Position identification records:
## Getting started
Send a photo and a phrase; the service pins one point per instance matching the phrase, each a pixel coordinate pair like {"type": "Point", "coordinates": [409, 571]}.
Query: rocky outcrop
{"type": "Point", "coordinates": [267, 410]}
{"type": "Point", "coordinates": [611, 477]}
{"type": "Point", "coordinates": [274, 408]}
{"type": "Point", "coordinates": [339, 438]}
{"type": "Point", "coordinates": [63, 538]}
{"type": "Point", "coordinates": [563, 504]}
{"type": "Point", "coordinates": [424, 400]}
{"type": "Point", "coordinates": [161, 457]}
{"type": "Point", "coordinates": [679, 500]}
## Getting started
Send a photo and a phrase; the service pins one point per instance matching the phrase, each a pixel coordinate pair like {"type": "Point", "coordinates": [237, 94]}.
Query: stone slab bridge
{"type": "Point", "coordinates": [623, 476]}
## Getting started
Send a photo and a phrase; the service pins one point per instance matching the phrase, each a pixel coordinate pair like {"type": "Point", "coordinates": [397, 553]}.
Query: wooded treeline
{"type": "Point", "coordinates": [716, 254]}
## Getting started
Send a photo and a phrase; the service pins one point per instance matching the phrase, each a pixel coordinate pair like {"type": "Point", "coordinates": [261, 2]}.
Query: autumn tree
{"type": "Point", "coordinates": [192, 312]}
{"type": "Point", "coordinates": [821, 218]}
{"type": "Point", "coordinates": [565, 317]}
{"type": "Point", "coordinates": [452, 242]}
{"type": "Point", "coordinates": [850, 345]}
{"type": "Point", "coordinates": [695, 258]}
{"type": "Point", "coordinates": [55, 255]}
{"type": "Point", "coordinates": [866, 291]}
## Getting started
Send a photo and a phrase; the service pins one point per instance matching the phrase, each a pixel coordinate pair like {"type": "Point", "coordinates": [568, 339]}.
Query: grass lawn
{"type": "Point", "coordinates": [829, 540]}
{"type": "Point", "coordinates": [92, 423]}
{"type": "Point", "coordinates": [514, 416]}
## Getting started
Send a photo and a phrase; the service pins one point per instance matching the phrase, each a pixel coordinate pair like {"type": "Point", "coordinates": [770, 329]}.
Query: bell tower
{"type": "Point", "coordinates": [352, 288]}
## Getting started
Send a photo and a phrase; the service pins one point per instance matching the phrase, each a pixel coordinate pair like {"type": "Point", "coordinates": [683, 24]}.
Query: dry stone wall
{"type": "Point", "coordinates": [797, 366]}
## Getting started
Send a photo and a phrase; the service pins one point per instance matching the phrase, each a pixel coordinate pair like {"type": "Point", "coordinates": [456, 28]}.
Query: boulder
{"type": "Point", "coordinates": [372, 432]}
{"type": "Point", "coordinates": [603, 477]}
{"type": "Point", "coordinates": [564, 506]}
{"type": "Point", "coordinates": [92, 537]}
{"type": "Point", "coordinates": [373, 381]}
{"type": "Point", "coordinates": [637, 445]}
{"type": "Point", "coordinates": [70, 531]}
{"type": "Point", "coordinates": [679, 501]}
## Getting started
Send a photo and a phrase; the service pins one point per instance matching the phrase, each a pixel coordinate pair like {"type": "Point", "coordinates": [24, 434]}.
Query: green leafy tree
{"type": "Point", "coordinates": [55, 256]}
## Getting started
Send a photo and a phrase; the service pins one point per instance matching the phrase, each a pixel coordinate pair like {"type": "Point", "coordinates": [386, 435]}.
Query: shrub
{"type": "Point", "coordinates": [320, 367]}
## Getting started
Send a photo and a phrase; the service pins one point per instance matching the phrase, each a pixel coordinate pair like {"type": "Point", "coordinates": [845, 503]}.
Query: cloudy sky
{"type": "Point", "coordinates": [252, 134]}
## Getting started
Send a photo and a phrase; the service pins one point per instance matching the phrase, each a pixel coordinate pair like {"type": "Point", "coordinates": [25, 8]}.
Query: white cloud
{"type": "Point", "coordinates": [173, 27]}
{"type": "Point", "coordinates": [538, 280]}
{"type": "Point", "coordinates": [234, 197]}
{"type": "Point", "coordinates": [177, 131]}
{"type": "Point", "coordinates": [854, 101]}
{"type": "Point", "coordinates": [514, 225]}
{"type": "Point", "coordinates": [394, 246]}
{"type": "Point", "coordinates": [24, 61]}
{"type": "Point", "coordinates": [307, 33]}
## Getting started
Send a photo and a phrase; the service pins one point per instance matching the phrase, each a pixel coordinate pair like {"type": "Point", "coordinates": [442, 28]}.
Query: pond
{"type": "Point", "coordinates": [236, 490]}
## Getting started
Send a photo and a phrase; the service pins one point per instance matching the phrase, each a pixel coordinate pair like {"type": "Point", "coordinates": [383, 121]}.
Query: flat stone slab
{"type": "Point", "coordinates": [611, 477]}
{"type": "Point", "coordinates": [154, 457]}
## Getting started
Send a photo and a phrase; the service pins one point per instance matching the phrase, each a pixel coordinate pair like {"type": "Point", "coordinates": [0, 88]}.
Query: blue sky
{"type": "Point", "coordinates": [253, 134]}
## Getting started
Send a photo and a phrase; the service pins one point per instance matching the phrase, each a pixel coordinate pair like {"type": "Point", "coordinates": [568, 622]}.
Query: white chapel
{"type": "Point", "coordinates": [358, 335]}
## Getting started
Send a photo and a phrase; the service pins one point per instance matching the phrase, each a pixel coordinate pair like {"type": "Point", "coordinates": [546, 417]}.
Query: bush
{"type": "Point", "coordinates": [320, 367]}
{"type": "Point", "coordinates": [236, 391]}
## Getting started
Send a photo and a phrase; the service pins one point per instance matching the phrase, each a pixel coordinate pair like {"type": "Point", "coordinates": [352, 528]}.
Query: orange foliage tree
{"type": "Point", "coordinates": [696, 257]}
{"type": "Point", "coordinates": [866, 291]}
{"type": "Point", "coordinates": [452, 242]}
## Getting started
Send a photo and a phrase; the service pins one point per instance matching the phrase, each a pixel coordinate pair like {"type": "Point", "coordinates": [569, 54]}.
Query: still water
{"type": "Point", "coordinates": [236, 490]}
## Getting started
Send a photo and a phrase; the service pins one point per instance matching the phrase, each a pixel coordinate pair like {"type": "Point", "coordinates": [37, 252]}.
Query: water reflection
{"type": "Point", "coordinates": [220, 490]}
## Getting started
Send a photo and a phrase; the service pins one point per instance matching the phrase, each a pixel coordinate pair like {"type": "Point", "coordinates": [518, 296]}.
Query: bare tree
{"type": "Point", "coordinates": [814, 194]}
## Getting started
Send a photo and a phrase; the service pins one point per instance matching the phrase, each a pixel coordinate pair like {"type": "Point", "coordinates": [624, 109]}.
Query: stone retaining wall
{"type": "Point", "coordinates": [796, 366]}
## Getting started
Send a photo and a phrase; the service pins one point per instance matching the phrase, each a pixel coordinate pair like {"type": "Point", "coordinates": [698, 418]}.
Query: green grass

*Required work*.
Gather every line in the rows above that contains the word "stone".

*Written reply*.
Query: stone slab bridge
Query: dry stone wall
Query: flat stone slab
Query: stone retaining wall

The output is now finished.